INPUT MATERIAL
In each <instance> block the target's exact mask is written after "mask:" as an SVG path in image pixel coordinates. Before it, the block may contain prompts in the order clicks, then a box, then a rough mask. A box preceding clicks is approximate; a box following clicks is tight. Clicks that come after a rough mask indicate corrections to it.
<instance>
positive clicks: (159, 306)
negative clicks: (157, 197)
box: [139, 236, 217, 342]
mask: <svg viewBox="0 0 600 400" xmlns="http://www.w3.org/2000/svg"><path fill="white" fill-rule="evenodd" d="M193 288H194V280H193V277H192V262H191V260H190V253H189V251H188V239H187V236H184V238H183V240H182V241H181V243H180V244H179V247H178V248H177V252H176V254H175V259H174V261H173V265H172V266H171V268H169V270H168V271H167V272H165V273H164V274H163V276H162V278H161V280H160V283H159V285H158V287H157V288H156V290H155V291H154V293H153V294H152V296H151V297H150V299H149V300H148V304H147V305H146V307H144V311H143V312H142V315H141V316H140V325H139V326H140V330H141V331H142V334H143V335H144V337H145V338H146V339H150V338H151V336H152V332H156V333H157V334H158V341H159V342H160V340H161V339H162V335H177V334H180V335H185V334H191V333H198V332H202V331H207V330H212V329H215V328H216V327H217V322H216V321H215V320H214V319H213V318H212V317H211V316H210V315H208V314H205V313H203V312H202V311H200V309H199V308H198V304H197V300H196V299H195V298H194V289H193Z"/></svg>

WORK REQUEST
Would you copy out exactly the lines above that start at the one containing "positive clicks: (159, 306)" and end at the one containing "negative clicks: (157, 197)", inclusive?

RESPONSE BOX
positive clicks: (159, 306)
negative clicks: (157, 197)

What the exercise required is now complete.